▶ [EXERCISE]
Copy the lines of the material below word for word, starting with the line containing "railing, it would be much appreciated." and going on through the line containing "POLYGON ((23 14, 17", both included.

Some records
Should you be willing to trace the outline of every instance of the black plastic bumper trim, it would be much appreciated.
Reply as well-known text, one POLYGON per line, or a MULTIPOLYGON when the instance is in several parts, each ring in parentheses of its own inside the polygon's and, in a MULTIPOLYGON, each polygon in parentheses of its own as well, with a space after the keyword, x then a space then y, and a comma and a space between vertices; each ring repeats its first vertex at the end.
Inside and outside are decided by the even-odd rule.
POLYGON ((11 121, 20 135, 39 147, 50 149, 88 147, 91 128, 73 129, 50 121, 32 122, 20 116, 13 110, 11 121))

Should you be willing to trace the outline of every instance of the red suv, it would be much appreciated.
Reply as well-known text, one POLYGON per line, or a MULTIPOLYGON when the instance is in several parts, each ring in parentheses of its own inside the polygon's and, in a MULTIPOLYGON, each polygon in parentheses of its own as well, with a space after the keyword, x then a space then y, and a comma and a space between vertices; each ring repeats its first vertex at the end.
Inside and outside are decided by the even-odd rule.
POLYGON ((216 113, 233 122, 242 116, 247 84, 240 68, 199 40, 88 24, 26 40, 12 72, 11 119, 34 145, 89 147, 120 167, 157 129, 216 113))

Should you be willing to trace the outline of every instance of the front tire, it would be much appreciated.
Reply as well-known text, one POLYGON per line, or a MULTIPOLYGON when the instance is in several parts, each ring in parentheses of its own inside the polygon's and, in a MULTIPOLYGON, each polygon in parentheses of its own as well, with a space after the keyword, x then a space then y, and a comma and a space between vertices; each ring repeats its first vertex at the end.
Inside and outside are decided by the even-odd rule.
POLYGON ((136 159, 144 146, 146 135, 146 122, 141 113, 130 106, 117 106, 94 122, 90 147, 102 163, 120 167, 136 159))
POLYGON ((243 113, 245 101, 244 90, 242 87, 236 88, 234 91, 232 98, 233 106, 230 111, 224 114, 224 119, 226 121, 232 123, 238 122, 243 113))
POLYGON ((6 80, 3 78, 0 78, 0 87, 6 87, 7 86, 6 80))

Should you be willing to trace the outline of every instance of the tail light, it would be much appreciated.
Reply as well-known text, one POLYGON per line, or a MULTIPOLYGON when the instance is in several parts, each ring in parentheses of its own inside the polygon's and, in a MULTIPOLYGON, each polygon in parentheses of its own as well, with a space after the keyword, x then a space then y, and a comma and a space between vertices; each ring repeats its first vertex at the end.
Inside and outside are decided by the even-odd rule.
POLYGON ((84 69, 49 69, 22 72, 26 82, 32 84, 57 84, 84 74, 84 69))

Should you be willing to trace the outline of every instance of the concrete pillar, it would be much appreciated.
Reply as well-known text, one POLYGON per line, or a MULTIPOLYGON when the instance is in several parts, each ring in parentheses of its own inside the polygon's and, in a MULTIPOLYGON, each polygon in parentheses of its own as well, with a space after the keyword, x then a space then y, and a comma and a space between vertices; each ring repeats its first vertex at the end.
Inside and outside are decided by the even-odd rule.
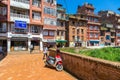
POLYGON ((28 51, 30 51, 31 39, 28 38, 28 51))
POLYGON ((7 52, 10 52, 10 47, 11 47, 11 40, 9 38, 7 39, 7 52))

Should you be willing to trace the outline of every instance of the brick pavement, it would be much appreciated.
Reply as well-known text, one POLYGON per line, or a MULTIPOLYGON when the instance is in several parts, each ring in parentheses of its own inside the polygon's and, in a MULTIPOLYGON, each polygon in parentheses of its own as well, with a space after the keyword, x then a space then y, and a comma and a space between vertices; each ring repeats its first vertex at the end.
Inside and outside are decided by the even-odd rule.
POLYGON ((42 54, 10 54, 0 61, 0 80, 76 80, 65 71, 44 67, 42 54))

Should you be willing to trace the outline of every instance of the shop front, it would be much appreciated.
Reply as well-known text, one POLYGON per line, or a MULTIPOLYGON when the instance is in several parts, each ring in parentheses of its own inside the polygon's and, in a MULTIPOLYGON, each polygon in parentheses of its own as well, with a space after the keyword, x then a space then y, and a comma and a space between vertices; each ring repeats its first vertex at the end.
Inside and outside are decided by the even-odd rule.
POLYGON ((11 51, 26 51, 26 50, 28 50, 28 38, 25 37, 11 38, 11 51))
POLYGON ((7 38, 0 38, 0 47, 2 48, 3 51, 7 51, 7 38))
POLYGON ((40 38, 33 37, 31 39, 31 44, 33 45, 34 50, 40 50, 40 38))
POLYGON ((99 46, 99 40, 90 40, 89 46, 99 46))

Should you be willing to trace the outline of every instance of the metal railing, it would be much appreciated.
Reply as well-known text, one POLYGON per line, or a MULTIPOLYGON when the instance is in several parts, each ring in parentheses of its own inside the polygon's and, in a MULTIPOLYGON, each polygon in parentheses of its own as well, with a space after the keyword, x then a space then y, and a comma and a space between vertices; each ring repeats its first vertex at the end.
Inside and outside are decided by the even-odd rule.
POLYGON ((12 1, 21 2, 21 3, 25 3, 25 4, 30 4, 30 1, 28 1, 28 0, 12 0, 12 1))
POLYGON ((23 14, 17 14, 17 13, 10 13, 10 16, 12 17, 19 17, 19 18, 29 18, 29 15, 23 15, 23 14))

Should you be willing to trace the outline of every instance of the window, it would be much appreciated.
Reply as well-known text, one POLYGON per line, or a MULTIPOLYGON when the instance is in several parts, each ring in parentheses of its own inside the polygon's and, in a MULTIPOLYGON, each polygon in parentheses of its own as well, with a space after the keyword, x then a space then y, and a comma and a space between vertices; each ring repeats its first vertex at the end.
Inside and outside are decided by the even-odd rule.
POLYGON ((54 31, 49 31, 50 36, 54 36, 54 31))
POLYGON ((84 41, 84 36, 81 36, 81 40, 84 41))
POLYGON ((56 9, 44 7, 44 13, 52 16, 56 16, 56 9))
POLYGON ((77 36, 77 41, 79 41, 80 40, 80 36, 77 36))
POLYGON ((56 0, 45 0, 45 2, 56 5, 56 0))
POLYGON ((0 14, 6 15, 7 14, 7 8, 6 7, 0 7, 0 14))
POLYGON ((57 31, 57 35, 59 36, 59 31, 57 31))
POLYGON ((95 30, 99 30, 99 27, 98 27, 98 26, 95 26, 94 29, 95 29, 95 30))
POLYGON ((32 12, 32 18, 36 20, 40 20, 41 15, 39 12, 32 12))
POLYGON ((95 34, 95 38, 98 38, 98 34, 95 34))
POLYGON ((0 32, 7 32, 7 24, 0 23, 0 32))
POLYGON ((81 33, 84 34, 84 29, 81 29, 81 33))
POLYGON ((19 29, 19 28, 15 28, 14 24, 11 24, 11 31, 15 32, 15 33, 27 33, 28 30, 27 29, 19 29))
POLYGON ((40 7, 40 0, 32 0, 32 5, 40 7))
POLYGON ((110 40, 110 35, 106 35, 106 40, 110 40))
POLYGON ((43 35, 44 35, 44 36, 48 36, 48 31, 45 30, 45 31, 43 32, 43 35))
POLYGON ((45 18, 44 19, 44 24, 48 24, 48 25, 56 25, 56 19, 52 19, 52 18, 45 18))
POLYGON ((75 36, 72 36, 72 38, 73 38, 73 41, 75 41, 75 36))
POLYGON ((75 29, 74 28, 72 29, 72 32, 73 32, 73 34, 75 34, 75 29))
POLYGON ((93 26, 90 26, 89 29, 90 29, 90 30, 93 30, 93 26))
POLYGON ((79 34, 80 33, 80 30, 79 29, 77 29, 77 34, 79 34))
POLYGON ((61 31, 61 36, 64 36, 64 31, 61 31))
POLYGON ((94 37, 94 34, 93 33, 90 33, 90 38, 93 38, 94 37))
POLYGON ((32 33, 40 33, 40 26, 31 26, 32 33))

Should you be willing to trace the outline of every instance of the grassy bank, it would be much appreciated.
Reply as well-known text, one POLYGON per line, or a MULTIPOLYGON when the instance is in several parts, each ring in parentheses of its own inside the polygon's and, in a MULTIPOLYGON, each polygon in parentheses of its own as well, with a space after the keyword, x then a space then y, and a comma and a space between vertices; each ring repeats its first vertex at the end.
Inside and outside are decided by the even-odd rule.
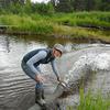
POLYGON ((13 25, 7 32, 110 41, 110 34, 100 30, 110 28, 110 12, 56 13, 52 15, 1 14, 0 24, 13 25), (79 26, 96 28, 97 30, 79 26))
POLYGON ((80 105, 77 110, 110 110, 109 97, 105 99, 101 94, 92 95, 91 92, 84 96, 84 91, 80 90, 80 105))
POLYGON ((110 110, 110 96, 103 98, 101 92, 92 95, 88 92, 84 94, 84 90, 80 89, 80 102, 77 107, 67 107, 66 110, 110 110))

▶ [RESULT OF THE TASK]
Should you be willing to trace the outline of every instance of the metal railing, it would be much appreciated.
Reply as well-known text, one POLYGON per line, or a MULTIPOLYGON when the instance is in several parts, each ring in parentheses of its own inside the polygon's and, in a MULTIPOLYGON, each polygon in parentheses of its own as well, with a space after the keyword, x then a space then y, and a comma and a space between vertices; each ring repeats its first vertex at the end.
Inside and outside are decided by the even-odd rule.
POLYGON ((12 1, 21 2, 21 3, 25 3, 25 4, 30 4, 30 1, 28 1, 28 0, 12 0, 12 1))
POLYGON ((23 14, 17 14, 17 13, 10 13, 10 16, 12 17, 19 17, 19 18, 29 18, 29 15, 23 15, 23 14))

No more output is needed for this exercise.